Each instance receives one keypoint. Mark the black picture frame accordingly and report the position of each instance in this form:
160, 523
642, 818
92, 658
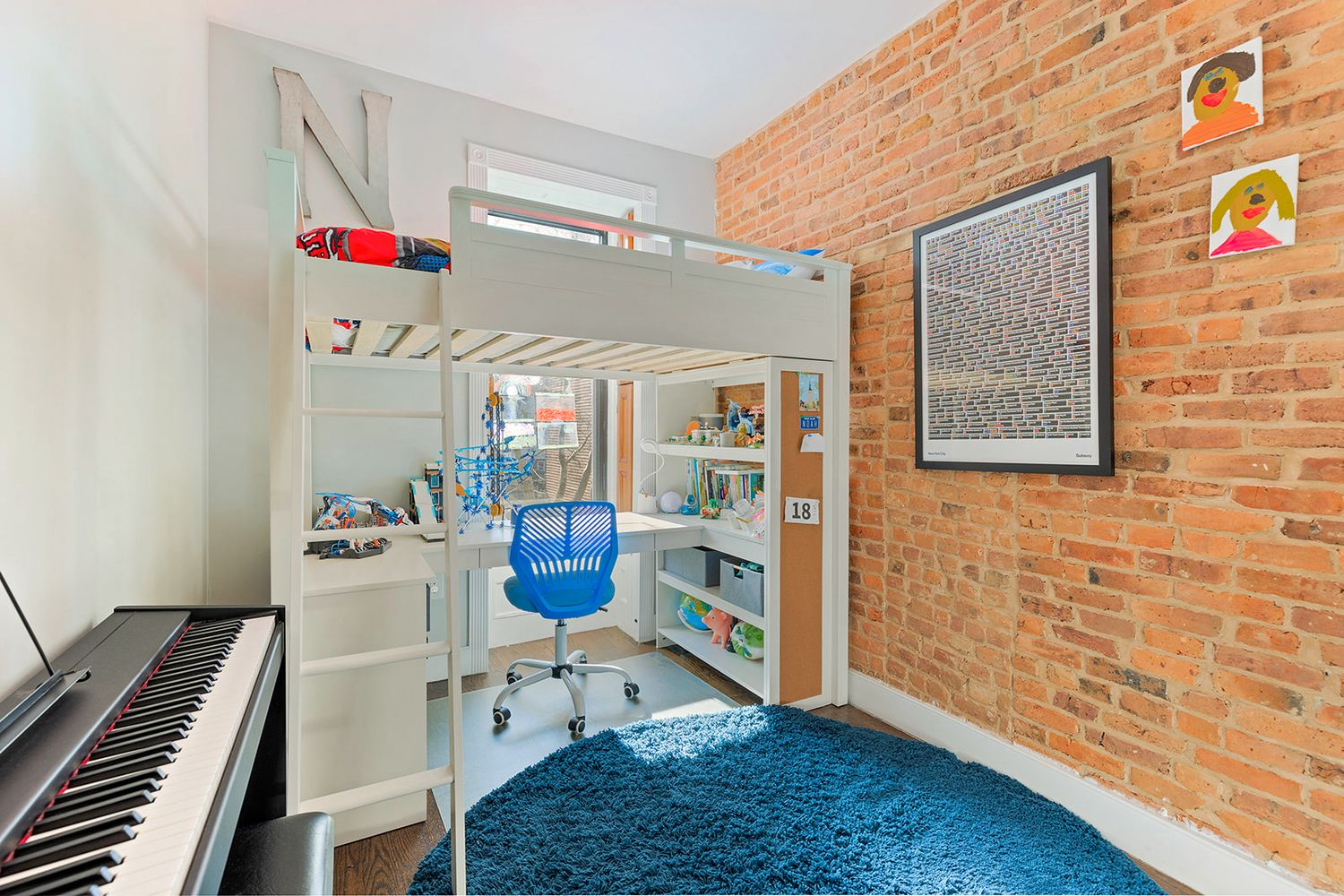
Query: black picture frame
1098, 457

- - -

> Objective: Write out all the records again with "black picture frame" swapped for "gold picture frame" everywhere and nothing else changed. Leave the pictures out.

> Solution for this task:
Each instance receives one keypoint. Mark the gold picture frame accordingly and report the position of each instance in this form:
160, 523
642, 818
92, 658
Query: gold picture frame
1098, 457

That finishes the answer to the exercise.